Pointing dataset records:
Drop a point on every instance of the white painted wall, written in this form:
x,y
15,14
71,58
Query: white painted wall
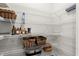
x,y
77,29
50,19
68,36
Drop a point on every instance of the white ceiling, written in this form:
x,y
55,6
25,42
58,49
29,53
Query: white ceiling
x,y
45,7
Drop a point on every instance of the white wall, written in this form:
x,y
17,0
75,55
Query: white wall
x,y
41,21
68,36
50,20
77,29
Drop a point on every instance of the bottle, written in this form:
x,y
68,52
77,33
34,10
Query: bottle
x,y
18,31
13,30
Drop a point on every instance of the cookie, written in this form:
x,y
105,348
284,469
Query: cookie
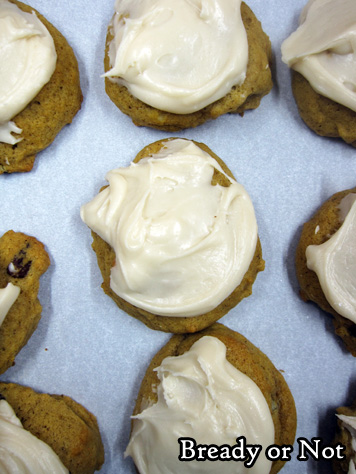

Aim → Copy out, line for line, everything from the line containing "Drop a point on every instance of the white wall, written" down to the end of the records. Leave the pictures out.

Written answer →
Drop a point on every instance of the white wall, written in this form:
x,y
17,0
75,55
Query: white wall
x,y
41,21
68,36
50,20
77,29
Drop a point on every instance of the bottle, written in this form:
x,y
68,52
77,33
34,10
Query: bottle
x,y
18,31
13,30
Drop a point on every instance of the cookie, written in this form:
x,y
105,348
284,469
Query: cookie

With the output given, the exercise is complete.